## Tugas Latihan A
Tulis ulang baris-baris dalam daftar di bawah, mulai dari baris yang memuat "Point to every instance of the dense" sampai akhir daftar itu, sebagai larik JSON berisi string dengan satu string untuk setiap baris dan tanpa baris kosong.

## Petikan Teks
بسم
الله الرحمن الرحيم
Tanya-Jawab
Masalah Agama (1)
Segala puji bagi Allah Rabbul 'alamin, shalawat dan salam
semoga tercurah kepada Rasulullah, keluarganya, para sahabatnya, dan
orang-orang yang mengikutinya hingga hari Kiamat, amma ba'du:
Berikut tanya jawab berbagai
masalah aktual, semoga Allah menjadikan penulisan risalah ini ikhlas karena-Nya dan
bermanfaat, aamin.
1. Pertanyaan: Bismillah. Afwan ustadz ana mau bertanya ustadz, apakah boleh seorang
wanita menjadi bagian dari pengurusan masjid?
Jawab:
الحمد
لله والصلاة والسلام على رسول الله وعلى آله وصحبه ومن والاه أما بعد :
Jika yang dimaksud ‘mengurus masjid’ bagi wanita
adalah membantu kegiatan di masjid yang berurusan dengan kaum wanita, yakni
sebagai ‘panitia akhwat’ seperti membantu mengarahkan posisi wanita ketika di
masjid, menerima pengaduan dan pertanyaan dari jamaah wanita, mengawasi kaum
wanita, mengobati dan merawat wanita yang sakit, dsb. maka hal ini diperbolehkan,
tentunya dengan memperhatikan aturan syara ketika di masjid bagi wanita, seperti
menutup aurat, tidak mengenakan wewangian, tidak bercampur baur dengan pria,
mendapatkan izin dari suami atau walinya, dsb. Jawaban seperti ini juga telah
disampaikan dalam Mausu’ah Fatawa di sini: http://www.fatawa.com/view/4492
Tetapi jika maksud ‘mengurus masjid’ dalam arti ikut
mengatur masjid, maka ini bukan dipikul oleh kaum wanita, bahkan menjadi
tanggung jawab kaum pria. Karena secara umum sebagaimana firman Allah Ta’ala,
الرِّجَالُ قَوَّامُونَ عَلَى النِّسَاءِ
“Laki-laki
adalah pemimpin bagi wanita.” (Qs. An
Nisaa: 34)
Wa billahit taufiq wa shallallahu ‘alaa Nabiyyinaa
Muhammad wa ‘alaa aalihi wa shahbihi wa sallam.
Marwan Hadidi, M.Pd.I
2.

## Tugas Latihan B
Salin tanpa perubahan bagian teks tanya-jawab di atas yang dimulai dari kata-kata yang memuat "Segala puji bagi" dan diakhiri dengan "bermanfaat, aamin.".

## Data Hasil Ekstraksi
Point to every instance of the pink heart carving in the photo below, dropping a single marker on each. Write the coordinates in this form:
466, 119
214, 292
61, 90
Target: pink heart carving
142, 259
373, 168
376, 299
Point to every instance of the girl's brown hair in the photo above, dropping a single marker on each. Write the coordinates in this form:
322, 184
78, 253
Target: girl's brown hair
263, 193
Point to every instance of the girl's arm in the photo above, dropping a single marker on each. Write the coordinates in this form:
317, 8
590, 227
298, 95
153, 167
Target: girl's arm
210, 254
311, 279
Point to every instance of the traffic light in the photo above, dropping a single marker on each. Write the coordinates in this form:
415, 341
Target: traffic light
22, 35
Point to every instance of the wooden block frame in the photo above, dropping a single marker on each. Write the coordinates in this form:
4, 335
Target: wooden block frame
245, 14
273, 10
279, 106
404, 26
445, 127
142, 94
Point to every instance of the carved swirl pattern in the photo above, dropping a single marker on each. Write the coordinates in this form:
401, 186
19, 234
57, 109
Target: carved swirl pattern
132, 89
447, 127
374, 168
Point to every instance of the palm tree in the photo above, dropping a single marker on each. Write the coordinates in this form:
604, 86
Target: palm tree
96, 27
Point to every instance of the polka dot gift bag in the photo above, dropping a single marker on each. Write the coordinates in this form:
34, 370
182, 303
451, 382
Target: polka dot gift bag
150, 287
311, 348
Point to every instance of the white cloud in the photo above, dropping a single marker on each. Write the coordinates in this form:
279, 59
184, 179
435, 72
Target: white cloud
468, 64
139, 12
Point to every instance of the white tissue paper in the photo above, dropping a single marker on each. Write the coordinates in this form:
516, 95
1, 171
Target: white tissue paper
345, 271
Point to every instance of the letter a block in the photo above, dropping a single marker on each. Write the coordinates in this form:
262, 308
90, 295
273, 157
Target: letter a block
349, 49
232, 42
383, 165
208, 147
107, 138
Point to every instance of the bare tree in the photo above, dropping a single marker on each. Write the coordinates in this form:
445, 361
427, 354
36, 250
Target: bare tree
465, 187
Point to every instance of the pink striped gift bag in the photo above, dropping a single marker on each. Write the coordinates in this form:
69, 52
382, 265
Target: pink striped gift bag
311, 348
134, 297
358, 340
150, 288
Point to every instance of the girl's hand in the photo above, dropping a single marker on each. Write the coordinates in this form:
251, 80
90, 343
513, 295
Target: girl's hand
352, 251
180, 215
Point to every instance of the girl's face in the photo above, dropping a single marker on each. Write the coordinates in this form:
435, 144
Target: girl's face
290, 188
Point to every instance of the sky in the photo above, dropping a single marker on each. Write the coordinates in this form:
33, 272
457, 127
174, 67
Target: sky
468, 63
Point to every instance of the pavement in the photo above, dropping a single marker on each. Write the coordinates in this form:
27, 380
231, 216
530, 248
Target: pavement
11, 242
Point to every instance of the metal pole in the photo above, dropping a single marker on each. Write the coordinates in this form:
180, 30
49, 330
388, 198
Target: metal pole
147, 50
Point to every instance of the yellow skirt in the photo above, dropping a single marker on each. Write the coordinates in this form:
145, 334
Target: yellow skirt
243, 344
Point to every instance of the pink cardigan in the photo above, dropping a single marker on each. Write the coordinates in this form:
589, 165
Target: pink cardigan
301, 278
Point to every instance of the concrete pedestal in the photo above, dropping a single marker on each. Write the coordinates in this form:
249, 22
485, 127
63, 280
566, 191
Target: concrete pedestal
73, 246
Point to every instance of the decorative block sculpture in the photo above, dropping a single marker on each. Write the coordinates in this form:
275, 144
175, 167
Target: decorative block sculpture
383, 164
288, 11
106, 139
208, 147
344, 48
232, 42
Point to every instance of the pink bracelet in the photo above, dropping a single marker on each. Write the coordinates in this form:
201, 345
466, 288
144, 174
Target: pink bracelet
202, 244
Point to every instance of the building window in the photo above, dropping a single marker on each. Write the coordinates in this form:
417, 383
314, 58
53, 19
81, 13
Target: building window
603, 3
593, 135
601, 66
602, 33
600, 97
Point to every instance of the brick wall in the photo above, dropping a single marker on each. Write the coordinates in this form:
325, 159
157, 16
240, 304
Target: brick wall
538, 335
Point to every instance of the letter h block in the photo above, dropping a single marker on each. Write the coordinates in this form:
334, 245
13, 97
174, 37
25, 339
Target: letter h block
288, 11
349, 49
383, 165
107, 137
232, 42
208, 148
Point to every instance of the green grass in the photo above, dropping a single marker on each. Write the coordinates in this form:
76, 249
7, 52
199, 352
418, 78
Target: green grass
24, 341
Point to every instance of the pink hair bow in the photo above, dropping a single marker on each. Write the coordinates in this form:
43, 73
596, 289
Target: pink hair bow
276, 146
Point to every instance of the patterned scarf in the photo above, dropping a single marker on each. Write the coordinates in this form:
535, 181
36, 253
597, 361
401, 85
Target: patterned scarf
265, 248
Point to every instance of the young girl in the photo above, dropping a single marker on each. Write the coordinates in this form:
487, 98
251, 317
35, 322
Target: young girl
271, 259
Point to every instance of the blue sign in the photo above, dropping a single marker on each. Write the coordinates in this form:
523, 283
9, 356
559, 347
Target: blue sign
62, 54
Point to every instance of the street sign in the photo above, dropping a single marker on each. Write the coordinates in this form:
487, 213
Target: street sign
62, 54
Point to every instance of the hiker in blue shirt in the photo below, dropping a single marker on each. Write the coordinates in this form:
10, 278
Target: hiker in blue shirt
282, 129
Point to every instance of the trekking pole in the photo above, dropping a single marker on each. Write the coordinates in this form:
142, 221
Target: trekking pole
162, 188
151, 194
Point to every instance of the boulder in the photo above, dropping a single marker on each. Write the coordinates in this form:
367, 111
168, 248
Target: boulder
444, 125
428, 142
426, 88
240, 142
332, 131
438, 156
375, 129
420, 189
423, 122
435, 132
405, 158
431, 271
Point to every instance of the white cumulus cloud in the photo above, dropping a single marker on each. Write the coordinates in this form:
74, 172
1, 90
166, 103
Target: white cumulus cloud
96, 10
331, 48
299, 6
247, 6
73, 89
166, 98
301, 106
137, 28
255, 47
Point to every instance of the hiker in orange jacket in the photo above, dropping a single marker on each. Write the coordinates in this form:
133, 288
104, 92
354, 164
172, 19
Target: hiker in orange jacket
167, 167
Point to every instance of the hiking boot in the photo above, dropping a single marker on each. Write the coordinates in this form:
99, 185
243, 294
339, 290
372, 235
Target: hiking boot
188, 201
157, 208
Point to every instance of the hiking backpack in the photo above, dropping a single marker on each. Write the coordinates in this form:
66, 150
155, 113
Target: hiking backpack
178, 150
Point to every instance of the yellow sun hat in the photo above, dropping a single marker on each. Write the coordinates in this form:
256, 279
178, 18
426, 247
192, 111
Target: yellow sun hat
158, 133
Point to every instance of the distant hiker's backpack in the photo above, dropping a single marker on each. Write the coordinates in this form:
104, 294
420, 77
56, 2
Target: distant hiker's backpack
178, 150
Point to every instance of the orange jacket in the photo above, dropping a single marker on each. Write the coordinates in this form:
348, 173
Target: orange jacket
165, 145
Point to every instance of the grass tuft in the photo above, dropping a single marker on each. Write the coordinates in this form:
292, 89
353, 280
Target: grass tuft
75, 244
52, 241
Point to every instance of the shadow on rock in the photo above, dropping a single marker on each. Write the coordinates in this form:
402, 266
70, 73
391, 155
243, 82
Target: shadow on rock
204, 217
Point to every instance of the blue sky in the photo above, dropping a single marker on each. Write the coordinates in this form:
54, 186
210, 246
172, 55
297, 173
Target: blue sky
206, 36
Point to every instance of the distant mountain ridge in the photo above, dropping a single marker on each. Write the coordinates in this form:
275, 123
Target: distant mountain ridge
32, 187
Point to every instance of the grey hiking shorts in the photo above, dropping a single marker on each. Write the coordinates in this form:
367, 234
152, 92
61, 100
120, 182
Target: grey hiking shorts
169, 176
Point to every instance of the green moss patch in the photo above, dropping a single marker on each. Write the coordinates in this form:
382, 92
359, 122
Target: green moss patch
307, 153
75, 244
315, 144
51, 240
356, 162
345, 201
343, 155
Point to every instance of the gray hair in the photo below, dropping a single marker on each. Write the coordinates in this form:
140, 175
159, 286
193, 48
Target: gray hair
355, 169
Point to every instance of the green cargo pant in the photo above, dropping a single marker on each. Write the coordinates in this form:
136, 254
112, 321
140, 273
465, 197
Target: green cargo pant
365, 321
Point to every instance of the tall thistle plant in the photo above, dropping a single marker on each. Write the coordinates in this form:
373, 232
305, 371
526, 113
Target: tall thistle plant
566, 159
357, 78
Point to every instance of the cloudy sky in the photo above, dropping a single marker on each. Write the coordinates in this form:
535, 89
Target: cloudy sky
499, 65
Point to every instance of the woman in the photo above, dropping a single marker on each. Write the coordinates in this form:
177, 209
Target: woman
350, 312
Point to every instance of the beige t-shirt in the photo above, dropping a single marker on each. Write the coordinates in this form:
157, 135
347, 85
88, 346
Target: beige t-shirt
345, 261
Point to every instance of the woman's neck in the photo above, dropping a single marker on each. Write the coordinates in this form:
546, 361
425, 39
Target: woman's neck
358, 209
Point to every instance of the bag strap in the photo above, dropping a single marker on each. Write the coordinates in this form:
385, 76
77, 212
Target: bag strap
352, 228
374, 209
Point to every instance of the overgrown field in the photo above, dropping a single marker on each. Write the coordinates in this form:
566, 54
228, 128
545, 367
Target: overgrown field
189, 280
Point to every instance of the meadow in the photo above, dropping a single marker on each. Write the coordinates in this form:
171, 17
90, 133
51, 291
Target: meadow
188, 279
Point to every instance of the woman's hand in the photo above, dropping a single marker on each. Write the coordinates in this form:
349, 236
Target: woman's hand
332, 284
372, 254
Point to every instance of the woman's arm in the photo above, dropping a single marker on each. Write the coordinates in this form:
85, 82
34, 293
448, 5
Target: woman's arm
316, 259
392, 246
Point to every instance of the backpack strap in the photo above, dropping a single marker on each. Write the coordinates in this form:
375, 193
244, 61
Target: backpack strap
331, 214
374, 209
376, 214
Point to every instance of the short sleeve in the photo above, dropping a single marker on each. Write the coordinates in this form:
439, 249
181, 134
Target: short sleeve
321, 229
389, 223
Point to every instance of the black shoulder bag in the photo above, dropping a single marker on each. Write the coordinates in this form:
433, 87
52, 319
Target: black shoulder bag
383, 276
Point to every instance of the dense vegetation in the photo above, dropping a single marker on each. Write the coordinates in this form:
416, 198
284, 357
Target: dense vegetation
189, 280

## Hasil yang Benar A
[
  "Point to every instance of the dense vegetation in the photo above, dropping a single marker on each. Write the coordinates in this form:",
  "416, 198",
  "284, 357",
  "Target: dense vegetation",
  "189, 280"
]

## Hasil yang Benar B
Segala puji bagi Allah Rabbul 'alamin, shalawat dan salam
semoga tercurah kepada Rasulullah, keluarganya, para sahabatnya, dan
orang-orang yang mengikutinya hingga hari Kiamat, amma ba'du:
Berikut tanya jawab berbagai
masalah aktual, semoga Allah menjadikan penulisan risalah ini ikhlas karena-Nya dan
bermanfaat, aamin.